== Segment start ==
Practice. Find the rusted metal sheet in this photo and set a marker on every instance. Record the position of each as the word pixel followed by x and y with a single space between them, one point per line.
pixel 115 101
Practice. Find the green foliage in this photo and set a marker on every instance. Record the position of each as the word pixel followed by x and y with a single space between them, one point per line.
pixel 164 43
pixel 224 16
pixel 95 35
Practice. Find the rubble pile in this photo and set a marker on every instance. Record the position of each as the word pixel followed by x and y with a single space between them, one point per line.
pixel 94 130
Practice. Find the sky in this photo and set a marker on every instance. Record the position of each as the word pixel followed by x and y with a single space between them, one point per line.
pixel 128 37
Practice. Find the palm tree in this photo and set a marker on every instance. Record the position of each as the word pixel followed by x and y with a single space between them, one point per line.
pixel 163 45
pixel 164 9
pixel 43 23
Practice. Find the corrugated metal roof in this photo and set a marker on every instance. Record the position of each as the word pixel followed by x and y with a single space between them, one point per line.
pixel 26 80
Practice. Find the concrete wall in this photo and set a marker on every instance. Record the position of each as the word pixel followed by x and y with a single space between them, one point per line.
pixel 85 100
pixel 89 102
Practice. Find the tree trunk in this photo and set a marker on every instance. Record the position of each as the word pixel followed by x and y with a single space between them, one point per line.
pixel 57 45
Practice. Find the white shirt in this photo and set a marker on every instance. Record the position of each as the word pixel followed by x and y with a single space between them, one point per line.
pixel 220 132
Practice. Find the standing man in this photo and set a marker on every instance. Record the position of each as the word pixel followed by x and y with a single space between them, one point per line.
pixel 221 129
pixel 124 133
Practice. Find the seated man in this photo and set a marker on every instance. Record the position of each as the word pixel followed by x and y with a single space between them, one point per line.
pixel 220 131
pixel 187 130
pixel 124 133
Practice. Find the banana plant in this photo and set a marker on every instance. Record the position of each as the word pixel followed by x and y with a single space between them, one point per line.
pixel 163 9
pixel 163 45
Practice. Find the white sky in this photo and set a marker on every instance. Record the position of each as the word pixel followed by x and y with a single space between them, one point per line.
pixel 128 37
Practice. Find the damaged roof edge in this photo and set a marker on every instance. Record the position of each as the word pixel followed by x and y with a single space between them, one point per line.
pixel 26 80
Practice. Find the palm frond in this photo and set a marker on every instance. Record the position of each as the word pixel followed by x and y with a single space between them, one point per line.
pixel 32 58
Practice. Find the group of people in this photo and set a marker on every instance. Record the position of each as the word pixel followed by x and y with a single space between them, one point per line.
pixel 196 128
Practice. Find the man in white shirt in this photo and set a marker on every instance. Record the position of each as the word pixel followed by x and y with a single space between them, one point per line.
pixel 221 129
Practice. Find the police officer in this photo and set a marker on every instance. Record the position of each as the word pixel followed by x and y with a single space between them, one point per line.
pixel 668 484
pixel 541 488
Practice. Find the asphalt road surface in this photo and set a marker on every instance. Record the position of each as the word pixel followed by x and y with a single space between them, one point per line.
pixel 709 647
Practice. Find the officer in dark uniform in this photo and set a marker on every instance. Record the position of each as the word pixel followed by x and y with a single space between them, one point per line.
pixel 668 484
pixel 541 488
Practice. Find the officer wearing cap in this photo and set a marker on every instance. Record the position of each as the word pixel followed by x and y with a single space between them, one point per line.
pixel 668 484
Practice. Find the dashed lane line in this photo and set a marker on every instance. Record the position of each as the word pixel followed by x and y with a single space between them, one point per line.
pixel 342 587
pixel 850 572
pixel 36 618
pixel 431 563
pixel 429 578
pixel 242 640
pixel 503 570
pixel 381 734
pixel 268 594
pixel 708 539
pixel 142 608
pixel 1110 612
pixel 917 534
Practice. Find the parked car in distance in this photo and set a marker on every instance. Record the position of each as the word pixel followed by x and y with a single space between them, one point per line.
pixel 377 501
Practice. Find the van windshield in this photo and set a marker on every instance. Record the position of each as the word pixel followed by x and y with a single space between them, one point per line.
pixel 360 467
== Segment end ==
Prompt.
Down to the last character, restate every record.

Worked solution.
Practice. Find the rusted metal sheet in this photo and set a marker on every instance. Record the position of each as the word pixel followed by x and y with a single space between them, one point per line.
pixel 115 101
Practice. Find the green foliage in this photo and set a marker on every instance. Record the position of each as the word pixel followed by x and y with a single space between them, one point per line.
pixel 164 43
pixel 224 16
pixel 95 35
Practice. Find the rubble pile in this photo and set a marker on every instance. Record the position of each as the word pixel followed by x and y with a single space between them, one point per line.
pixel 94 130
Practice. Find the sky in this photo and set a marker on every instance. Record the position of each as the word pixel followed by x and y with a single space between them, one point per line.
pixel 128 37
Practice. Find the palm tree in this photo and set a marker on every instance. Record the position of each as the word pixel followed by x and y with a single space between them, one point per line.
pixel 163 45
pixel 164 9
pixel 43 23
Practice. Find the corrugated metal roof in this photo and set a marker on every instance. Record the position of each as the word pixel followed by x and y with a single space between them, one point per line.
pixel 26 80
Practice. Find the concrete wall in this photo and set a marker on every instance. Record the position of each as the word pixel followed by x and y with a single space between them, one point per line.
pixel 85 100
pixel 89 102
Practice. Find the tree trunk in this photo and set a marker on every instance. Record the position of each as the word pixel followed by x and y with a single space between them, one point per line.
pixel 57 45
Practice. Find the white shirt in this photo and set a marker on every instance. Record the position of each as the word pixel followed by x and y with a single space between them, one point per line.
pixel 220 132
Practice. Find the standing man in this photo and set a marker on every instance. Record the position of each as the word pixel followed by x and y with a single space between them, one point per line.
pixel 221 129
pixel 124 133
Practice. Find the seated man in this photo and set a marker on every instance. Record the position of each as the word pixel followed by x and y with a single space between them, one point per line.
pixel 220 131
pixel 187 130
pixel 124 133
Practice. Find the banana plant in this photo and set a marker on every instance. Record the position of each as the word pixel followed by x and y with a single space between them, one point per line.
pixel 163 9
pixel 163 45
Practice. Find the white sky in this photo and set a marker on every instance. Record the position of each as the word pixel followed by x and y with a single space between them, one point per line.
pixel 128 37
Practice. Find the damaged roof edge in this photo and set a marker on every instance. Record the position of each as the word pixel followed by x and y with a single space between them, one point per line.
pixel 26 80
Practice. Find the palm frond in this photo and set a marker on every instance. Record the position of each as the word pixel followed by x and y with a single space between them, one point per line.
pixel 32 58
Practice. Find the group of people in this photo and set a marker on every instance. Record the position of each as the word pixel followed by x and y with a single space between them, one point per line.
pixel 196 128
Practice. Find the man in white shirt in this photo and set a marker on every instance. Record the position of each as the word pixel followed by x and y with a single space between them, one point per line.
pixel 221 129
Practice. Find the police officer in this photo and set a marker on every instance. Record the position of each as the word pixel followed by x and y with a single space between them, one point per line.
pixel 668 484
pixel 541 488
Practice. Find the asphalt road surface in this photo and set a marker on every instance. Record the position of each as the word pixel followed by x and y with a single space between them, one point per line.
pixel 709 647
Practice. Find the officer in dark uniform in this photo and set a marker on every instance. Record the position of each as the word pixel followed by x and y with a single space between them, one point per line.
pixel 668 484
pixel 541 488
Practice. Find the officer wearing cap in this photo and set a marker on every instance. Record the position of each as the word pixel followed by x and y with a single space between them, one point per line.
pixel 668 484
Practice. Find the dashed lane line in this photo and set a marker on every instance. Record the position of each as the word pixel followed by x and y with a single space between them, one point per line.
pixel 342 587
pixel 850 572
pixel 36 618
pixel 431 563
pixel 429 578
pixel 242 640
pixel 503 570
pixel 381 734
pixel 268 594
pixel 708 539
pixel 142 608
pixel 1110 612
pixel 917 534
Practice. Find the parked car in distance in this photo and set a marker on every instance. Record the position of each as the word pixel followed by x and y with a single space between them, one point per line.
pixel 377 501
Practice. Find the van windshield in this photo and set a marker on every instance. Record the position of each as the word pixel followed by x and y with a single space between them, one point per line.
pixel 360 467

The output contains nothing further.